## What you need to do
Your task is to reproduce the entries below word for word.

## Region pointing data
=-=-=-=-=

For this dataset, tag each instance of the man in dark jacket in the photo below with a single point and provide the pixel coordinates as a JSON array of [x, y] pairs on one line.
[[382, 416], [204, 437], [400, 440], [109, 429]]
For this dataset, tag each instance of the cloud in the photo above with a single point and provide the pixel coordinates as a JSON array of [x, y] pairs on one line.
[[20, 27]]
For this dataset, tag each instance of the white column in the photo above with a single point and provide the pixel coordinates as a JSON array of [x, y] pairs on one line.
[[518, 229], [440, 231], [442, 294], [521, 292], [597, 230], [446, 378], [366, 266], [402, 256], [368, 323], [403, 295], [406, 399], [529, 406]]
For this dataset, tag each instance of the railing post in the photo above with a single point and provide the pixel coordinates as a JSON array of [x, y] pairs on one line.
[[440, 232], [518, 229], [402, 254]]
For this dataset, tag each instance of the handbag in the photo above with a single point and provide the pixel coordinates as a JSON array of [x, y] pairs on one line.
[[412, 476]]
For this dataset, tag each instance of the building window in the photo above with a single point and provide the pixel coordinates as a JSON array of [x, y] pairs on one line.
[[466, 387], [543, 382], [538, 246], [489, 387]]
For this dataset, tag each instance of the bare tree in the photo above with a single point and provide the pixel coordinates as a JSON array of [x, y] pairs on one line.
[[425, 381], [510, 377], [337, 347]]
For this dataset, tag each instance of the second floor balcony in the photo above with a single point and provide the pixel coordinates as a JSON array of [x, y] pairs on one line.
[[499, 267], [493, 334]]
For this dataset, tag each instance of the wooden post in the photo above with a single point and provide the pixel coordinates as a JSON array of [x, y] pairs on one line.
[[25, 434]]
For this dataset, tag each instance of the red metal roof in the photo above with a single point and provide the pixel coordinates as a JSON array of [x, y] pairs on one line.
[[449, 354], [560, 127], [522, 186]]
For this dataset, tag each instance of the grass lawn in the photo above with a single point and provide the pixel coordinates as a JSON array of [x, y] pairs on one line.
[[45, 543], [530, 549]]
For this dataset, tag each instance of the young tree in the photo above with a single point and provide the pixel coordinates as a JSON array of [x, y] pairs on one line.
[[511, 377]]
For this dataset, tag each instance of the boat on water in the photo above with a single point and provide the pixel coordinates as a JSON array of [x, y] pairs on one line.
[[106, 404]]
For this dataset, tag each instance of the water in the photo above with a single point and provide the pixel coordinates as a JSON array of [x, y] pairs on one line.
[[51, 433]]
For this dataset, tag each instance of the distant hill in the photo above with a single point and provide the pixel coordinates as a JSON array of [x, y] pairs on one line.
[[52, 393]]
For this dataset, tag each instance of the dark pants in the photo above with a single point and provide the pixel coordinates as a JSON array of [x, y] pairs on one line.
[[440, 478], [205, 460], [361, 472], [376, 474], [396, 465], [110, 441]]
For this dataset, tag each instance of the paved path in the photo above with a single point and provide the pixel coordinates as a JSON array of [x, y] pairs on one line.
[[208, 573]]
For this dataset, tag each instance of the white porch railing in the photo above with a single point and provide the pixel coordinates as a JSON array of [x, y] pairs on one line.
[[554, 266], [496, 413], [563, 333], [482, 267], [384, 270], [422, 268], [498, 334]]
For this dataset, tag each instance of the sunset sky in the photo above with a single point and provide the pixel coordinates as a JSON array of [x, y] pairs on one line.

=-=-=-=-=

## Your response
For this dataset, tag each instance of the man in dark jacket in the photo below with a single point and provide the pixel coordinates as a JSON array of [x, y] pairs on one line.
[[382, 416], [204, 437], [400, 440], [109, 429]]
For this dataset, tag each instance of the cloud in the photo above with a single point and provide the pixel coordinates as a JSON array of [x, y] pairs on one line.
[[20, 27]]
For this dataset, tag each instance of the white column in the photo above with a single point and provide the pixel coordinates as a JSON array of [x, y] pairs on one line.
[[518, 229], [440, 231], [442, 294], [521, 292], [597, 230], [446, 378], [366, 266], [402, 256], [368, 323], [403, 295], [406, 399], [529, 406]]
For this dataset, tag each instance of the railing post in the photo above with a single point and provide the pixel coordinates as a JSON array of [x, y] pairs on one line.
[[440, 232], [518, 229], [402, 254]]
For this dataset, tag each instance of the handbag in the photo above with a single point and provide the pixel coordinates as a JSON array of [x, y] pairs on one line.
[[412, 476]]
For this dataset, tag each instance of the building window in the photo above with a single point and provide the pixel coordinates as a JSON array of [x, y] pairs on one line.
[[466, 387], [543, 382], [538, 246], [489, 387]]
For this dataset, tag each instance of the bare tree in the photo above with a single point and provide the pixel coordinates as a JSON array of [x, y] pairs on one line.
[[425, 381], [510, 377], [337, 347]]
For this dataset, tag each instance of the second floor balcony in the photo above with a single point and provide the pixel coordinates as a JSON array of [x, y] pairs on one line.
[[499, 267], [493, 334]]
For this dataset, tag each instance of the wooden post in the photo above with a single point and provide the pixel coordinates as a JSON array of [x, y] pairs on one line.
[[25, 434]]
For this dataset, tag each instance of the red metal roof in the photo above with a single point and provide the pixel coordinates as a JSON array of [x, y] pairs on one line.
[[449, 354], [560, 127], [522, 186]]
For this dataset, tag each instance of the grass lawn in the photo above with a single point and provide the pixel coordinates as a JSON array of [x, y] pairs on one line.
[[45, 543], [530, 549]]
For this dataset, tag each instance of the young tree in the photo above with a single point and provide the pixel coordinates as a JSON array of [x, y] pairs on one line.
[[511, 377]]
For this dataset, tag each instance of the boat on water in the photo above with a single point and provide the pixel coordinates as a JSON array of [x, y] pairs on one line.
[[106, 404]]
For this dataset, tag each instance of the water in the photo above with a single point and provide the pixel coordinates as a JSON array of [x, y] pairs on one line.
[[51, 433]]
For this dataset, tag each instance of the distant hill in the photo above with a single point and provide the pixel coordinates as a JSON array of [x, y] pairs on one line.
[[52, 393]]
For this dataset, tag each instance of the dark pants in the photo above with a single point and provide the pixel coordinates as a JSON array of [x, y] pairs on one line.
[[440, 478], [205, 460], [361, 472], [376, 474], [396, 465], [110, 441]]
For this dataset, tag each instance of the paved path in the photo above with a single point and provide the pixel coordinates as a JSON array of [x, y] pairs on one line.
[[208, 573]]
For this dataset, tag each instance of the white porch railing in the photo above with a single point and provide the pixel coordinates as a JSON array of [x, y] pairs on one line.
[[554, 266], [496, 413], [563, 333], [482, 267], [384, 270], [422, 268], [498, 334]]
For this dataset, tag each instance of the sunset sky in the photo above with a single point and provide the pixel coordinates as a JSON array of [x, y] pairs on one line.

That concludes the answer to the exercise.